→ **Selected extract**:
▬▬▬▬▬▬▬▬▬▬

Page MenuHome GnuPG

gpgme-1.9.0 test suite hangs on OpenBSD
Closed, ResolvedPublic

Description

Hi,

I'm working on updating the OpenBSD gpgme package to 1.9.0. It builds fine, but the test suite hangs like this:

Making check in src
gmake[1]: Entering directory '/usr/ports/pobj/gpgme-1.9.0/gpgme-1.9.0/src'
gmake[1]: Nothing to be done for 'check'.
gmake[1]: Leaving directory '/usr/ports/pobj/gpgme-1.9.0/gpgme-1.9.0/src'
Making check in tests
gmake[1]: Entering directory '/usr/ports/pobj/gpgme-1.9.0/gpgme-1.9.0/tests'
Making check in gpg
gmake[2]: Entering directory '/usr/ports/pobj/gpgme-1.9.0/gpgme-1.9.0/tests/gpg'
gmake  check-TESTS check-local
gmake[3]: Entering directory '/usr/ports/pobj/gpgme-1.9.0/gpgme-1.9.0/tests/gpg'
starting gpg-agent..
gpg-connect-agent: no running gpg-agent - starting '/usr/local/bin/gpg-agent|--debug-quick-random'
gpg-connect-agent: waiting for the agent to come up ... (5s)
gpg-connect-agent: connection to agent established
OK
PASS: initial.test
-----BEGIN PGP MESSAGE-----

hQEOA2rm1+5GqHH4EAP9E9VJ72p/XKkN00gzhZbpt4CJmrwgRbxGuR6IzbCqJ2dY
jqo4rJnYXDQFl4Dcg0IgjPRgcYNjiVom7aOQC1pbKaIcUxjrm2Kolsio9EsOTnIo
6i/o3zoFAfWomqXxbskIPxtH2HSKRuxCuQf8Q6/BWuqo4i/tbAng+Y2dE86mj9cD
/imRn1F1glTMhK45+HF9xXHnnqn9QwaWQnurXQVR4P3t/LBiNUJPCuyEE9/cywdd
asKF8ARNmeb3g66A7Uy3rdW/BDlpcJ0R8kjAxTJxVo00emujYAmJamZL+cZySL/f
wkQGfFD/3ouHqpsOasFh+KBokHbFnW4ULkU0nhWtPNqOhQEOA1OB6k7im6N/EAP+
L1ZdzAkjdmu8tE7zW3zCsDZ5xKGazuMsDK/TJp4ZFXusDKg2ilM85+Kpf85AkKVY
k9nbBBwEgSSs3sDTbFOyd3ULt/yz5d4rNDks/QGTkD5NhORvU1ZB/MD+Y3Pkr64N
cwlq85j0/KmwZ0hK2EKhgOmZkSkA/6qEput976CJkbgD/0aTBSybhac+Fpi3VilE
98GeZQePEm9NyNV1t26/J8r72yOUUnldWxh3RhhNQkMeIXmpnAzGxJ03Hf7O352k
SZODJ97HnGSzrNcSo34qHXxXW2NuJnr9062pXWFlNORd8d8G++HRfOtVVE8HJ3Dd
LcXQrD+iT0xZ3n47Tf1se/mO0kcBpsUOGgUhUIoeMZYylJm5zjSsftMdx9j5yalH
L86rf4Ma8j/9+MyXnUMiC0jZkzfEGbJo9p4z+VA0fkFPvax5V7KRs/NOQg==
=U26Q
-----END PGP MESSAGE-----
PASS: t-encrypt

At this point it seems the tests hang forever.

▬▬▬▬▬▬▬▬▬▬

→ **Record list**:
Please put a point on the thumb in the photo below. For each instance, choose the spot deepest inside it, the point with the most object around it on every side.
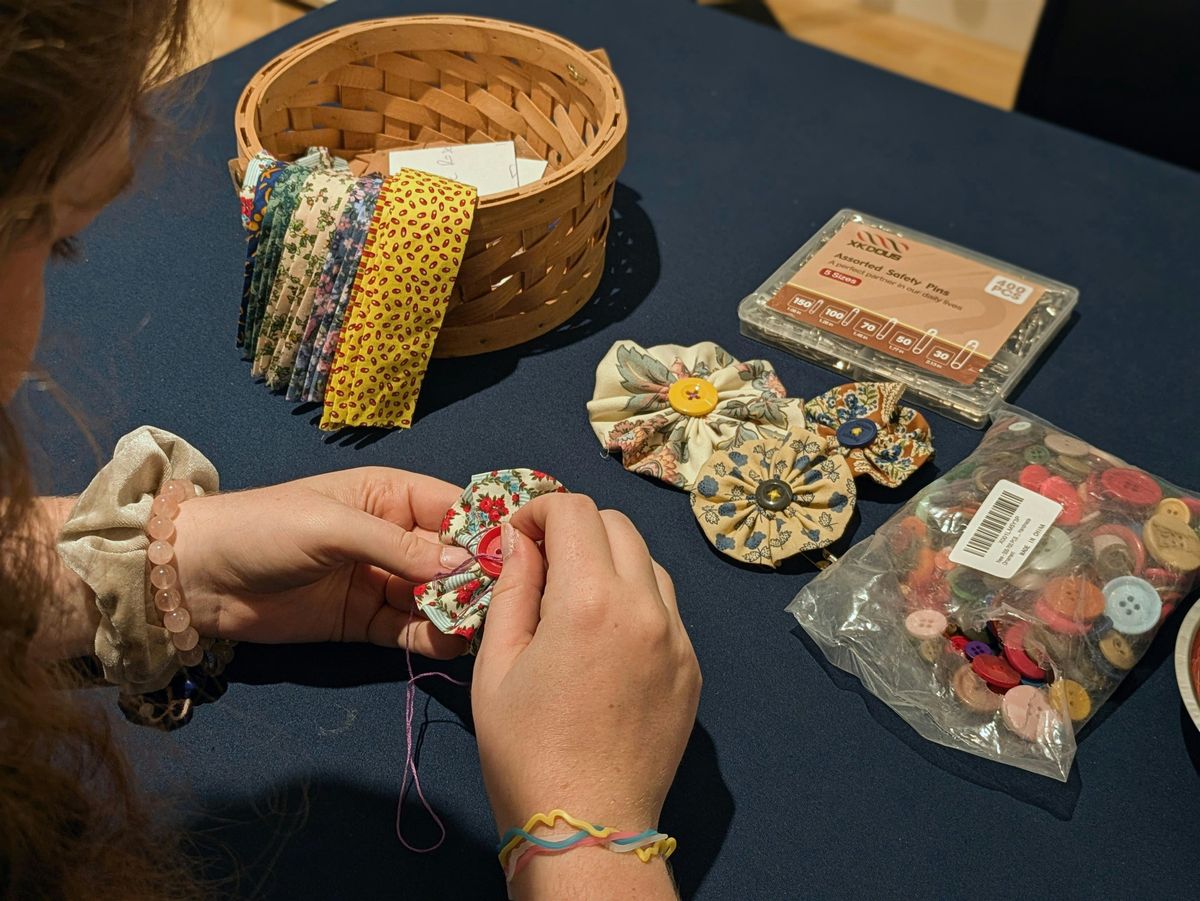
(515, 608)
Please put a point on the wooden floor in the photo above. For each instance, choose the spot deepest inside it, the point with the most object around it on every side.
(868, 31)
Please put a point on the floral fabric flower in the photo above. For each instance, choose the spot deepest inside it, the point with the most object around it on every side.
(633, 409)
(892, 442)
(457, 601)
(766, 499)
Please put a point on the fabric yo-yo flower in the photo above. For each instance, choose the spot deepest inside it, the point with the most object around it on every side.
(767, 499)
(877, 436)
(456, 602)
(667, 408)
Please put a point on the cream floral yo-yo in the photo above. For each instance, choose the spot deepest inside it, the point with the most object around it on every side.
(766, 499)
(877, 436)
(667, 408)
(456, 602)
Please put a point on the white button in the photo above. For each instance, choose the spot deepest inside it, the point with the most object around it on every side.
(1132, 604)
(1053, 551)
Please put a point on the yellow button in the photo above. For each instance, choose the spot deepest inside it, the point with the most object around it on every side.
(693, 397)
(1071, 695)
(1176, 508)
(1173, 542)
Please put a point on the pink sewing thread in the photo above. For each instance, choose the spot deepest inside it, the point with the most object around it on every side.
(409, 713)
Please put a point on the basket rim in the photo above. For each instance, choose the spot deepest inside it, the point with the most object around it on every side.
(610, 134)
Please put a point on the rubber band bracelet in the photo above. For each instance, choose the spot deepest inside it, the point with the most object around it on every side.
(520, 845)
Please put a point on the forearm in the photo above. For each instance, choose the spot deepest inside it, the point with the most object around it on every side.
(69, 618)
(591, 872)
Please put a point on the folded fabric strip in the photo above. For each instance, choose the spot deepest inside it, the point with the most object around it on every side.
(766, 499)
(304, 258)
(411, 260)
(876, 434)
(457, 602)
(317, 348)
(261, 176)
(667, 408)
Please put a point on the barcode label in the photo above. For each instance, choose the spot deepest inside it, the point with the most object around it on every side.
(1007, 528)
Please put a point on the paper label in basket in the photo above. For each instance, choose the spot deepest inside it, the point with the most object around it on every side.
(1006, 529)
(934, 308)
(490, 168)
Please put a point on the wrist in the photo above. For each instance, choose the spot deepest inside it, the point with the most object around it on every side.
(593, 872)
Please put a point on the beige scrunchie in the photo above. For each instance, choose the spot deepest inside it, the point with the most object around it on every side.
(105, 542)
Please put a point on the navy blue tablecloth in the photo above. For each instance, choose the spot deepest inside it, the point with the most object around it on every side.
(796, 784)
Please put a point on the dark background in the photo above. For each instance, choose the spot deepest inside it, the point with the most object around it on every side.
(742, 143)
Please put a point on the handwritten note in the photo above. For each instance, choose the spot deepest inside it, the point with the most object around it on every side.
(489, 168)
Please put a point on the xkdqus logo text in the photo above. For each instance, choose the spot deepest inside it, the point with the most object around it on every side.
(880, 245)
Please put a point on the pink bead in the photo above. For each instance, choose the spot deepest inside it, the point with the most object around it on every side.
(178, 490)
(192, 656)
(167, 599)
(177, 620)
(186, 640)
(163, 577)
(160, 552)
(162, 505)
(160, 528)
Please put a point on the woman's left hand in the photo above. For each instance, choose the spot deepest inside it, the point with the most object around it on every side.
(329, 558)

▬▬▬▬▬▬▬▬▬▬

→ **What you need to do**:
Please copy the gpgme bug report starting with "Page MenuHome GnuPG" and going on through "done for 'check'.", renaming "OpenBSD" to "FreeBSD" throughout that stretch.

→ **Task output**:
Page MenuHome GnuPG

gpgme-1.9.0 test suite hangs on FreeBSD
Closed, ResolvedPublic

Description

Hi,

I'm working on updating the FreeBSD gpgme package to 1.9.0. It builds fine, but the test suite hangs like this:

Making check in src
gmake[1]: Entering directory '/usr/ports/pobj/gpgme-1.9.0/gpgme-1.9.0/src'
gmake[1]: Nothing to be done for 'check'.